14.9 Combining Big-oh Without Woe as we saw in 15-122 two functions in O(n) run consecutively (one after the other) are O(n + n) or O(2n) which is O(n) since constants don't matter, like f(5k + 4) is really f(k). A function f(n) that invokes z(n) in each of it's steps is O(n x n) or O(n²).

Before we look at the big-O lab let's learn some more about recurrences so we 'can feel them in our bones' as suggested by Prof K in the last lecture. I'm going to use Part V Recurrences from MIT's Mathematics for Computer Science(mcs) free book, starting on page 993 and read only up to page 1001 as cs019 will cover the analysis later (Akra-Bazzi formula/asymptotic solution) in future lectures. For now we're going to read the intro of the Tower of Hanoi, and the steps they do to solve the recurrence for merge sort.

There are lectures for the recurrence chapter of mcs, the inductive proof in the recorded lecture for the Tower of Hanoi recurrence is slightly different than the pdf:

• Our original recurrence: \(T_n\) = 2\(T_{n-1}\) + 1
• Inductive Hypothesis(IH)/closed form solution: \(T_n\) = \(2^n\) - 1
• Base Case: \(T_1\) = \(2^1\) - 1
• Inductive step: \(T_{n+1}\) = 2\(T_{(n-1) + (n+1)}\) + 1 or 2\(T_n\) + 1
• "Suppose \(T_n\) = \(2^n\) - 1. Then the successor of \(T_n\) is \(T_{n+1}\) = \(2^{n+1}\) - 1"
• Now via substitution plug in our inductive hypothesis, since we declared \(T_n\) = \(2^n\) - 1 wherever you see \(T_n\) insert that hypothesis:
  • \(T_{n+1}\) = 2\(T_n\) + 1
  • \(T_{n+1}\) = 2(\(2^n\) - 1) + 1 (substitution)
  • \(T_{n+1}\) = \(2^{n+1}\) - 2 + 1 (distributive law)

_Stored data_
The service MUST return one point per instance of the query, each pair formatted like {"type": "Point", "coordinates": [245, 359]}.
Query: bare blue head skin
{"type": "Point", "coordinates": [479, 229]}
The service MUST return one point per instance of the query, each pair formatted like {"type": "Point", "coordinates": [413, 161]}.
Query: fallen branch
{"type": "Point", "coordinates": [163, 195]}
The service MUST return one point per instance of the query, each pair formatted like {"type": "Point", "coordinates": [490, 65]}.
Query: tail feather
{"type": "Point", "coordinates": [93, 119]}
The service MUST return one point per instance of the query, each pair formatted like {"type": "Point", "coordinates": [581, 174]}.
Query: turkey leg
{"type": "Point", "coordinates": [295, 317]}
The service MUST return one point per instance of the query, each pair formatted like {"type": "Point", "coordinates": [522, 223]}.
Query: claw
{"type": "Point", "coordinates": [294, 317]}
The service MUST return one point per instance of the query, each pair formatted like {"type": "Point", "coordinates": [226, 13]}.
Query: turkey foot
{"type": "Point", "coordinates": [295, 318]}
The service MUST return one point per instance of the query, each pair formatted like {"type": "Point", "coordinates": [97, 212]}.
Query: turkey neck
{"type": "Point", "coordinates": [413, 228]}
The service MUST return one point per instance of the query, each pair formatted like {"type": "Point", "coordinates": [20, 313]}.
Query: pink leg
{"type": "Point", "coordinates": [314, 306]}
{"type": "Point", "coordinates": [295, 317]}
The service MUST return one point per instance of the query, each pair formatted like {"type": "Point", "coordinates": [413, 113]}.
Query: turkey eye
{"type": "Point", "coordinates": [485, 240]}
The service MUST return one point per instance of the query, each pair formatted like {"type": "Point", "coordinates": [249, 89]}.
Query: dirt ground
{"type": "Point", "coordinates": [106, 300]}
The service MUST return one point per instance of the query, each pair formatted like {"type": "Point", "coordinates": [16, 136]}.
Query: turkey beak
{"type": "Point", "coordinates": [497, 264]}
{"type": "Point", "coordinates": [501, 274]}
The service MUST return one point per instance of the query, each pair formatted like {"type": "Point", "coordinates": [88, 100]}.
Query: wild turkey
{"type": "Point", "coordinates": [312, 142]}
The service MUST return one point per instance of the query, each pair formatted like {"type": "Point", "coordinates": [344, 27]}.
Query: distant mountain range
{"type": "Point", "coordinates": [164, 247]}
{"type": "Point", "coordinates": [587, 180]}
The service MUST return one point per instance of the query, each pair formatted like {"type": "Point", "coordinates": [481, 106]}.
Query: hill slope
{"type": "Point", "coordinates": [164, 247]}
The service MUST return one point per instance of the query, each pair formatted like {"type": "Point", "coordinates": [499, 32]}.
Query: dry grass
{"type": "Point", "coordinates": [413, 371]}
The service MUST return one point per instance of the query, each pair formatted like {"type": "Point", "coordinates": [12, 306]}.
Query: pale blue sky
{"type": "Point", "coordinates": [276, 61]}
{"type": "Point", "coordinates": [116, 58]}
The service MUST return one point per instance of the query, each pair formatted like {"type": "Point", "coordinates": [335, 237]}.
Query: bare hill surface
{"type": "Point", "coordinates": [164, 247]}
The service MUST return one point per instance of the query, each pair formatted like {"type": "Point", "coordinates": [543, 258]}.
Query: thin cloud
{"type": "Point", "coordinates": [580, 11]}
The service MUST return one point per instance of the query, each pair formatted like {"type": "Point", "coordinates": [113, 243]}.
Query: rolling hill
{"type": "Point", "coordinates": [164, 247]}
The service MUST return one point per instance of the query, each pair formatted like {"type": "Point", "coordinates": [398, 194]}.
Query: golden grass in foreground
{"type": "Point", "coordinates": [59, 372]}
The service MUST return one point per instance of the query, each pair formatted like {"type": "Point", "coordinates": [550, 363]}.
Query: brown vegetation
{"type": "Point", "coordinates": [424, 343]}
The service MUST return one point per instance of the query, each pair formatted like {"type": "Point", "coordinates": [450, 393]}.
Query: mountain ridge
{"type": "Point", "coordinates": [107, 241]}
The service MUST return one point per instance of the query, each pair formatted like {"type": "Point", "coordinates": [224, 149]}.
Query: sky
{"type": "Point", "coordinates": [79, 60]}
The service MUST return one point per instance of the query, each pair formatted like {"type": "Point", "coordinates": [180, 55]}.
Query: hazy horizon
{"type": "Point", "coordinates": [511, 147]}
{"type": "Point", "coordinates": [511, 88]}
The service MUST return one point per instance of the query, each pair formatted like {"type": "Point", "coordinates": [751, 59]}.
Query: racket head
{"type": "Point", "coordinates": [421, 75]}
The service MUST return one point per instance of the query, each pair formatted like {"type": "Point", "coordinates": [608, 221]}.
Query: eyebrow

_Exercise requirements_
Translate this sentence from the recurrence notes into Spanish: "For now we're going to read the intro of the Tower of Hanoi, and the steps they do to solve the recurrence for merge sort." The entries have no connection to the recurrence notes.

_Written answer_
Por ahora vamos a leer la introducción de la Torre de Hanói y los pasos que realizan para resolver la recurrencia del ordenamiento por mezcla.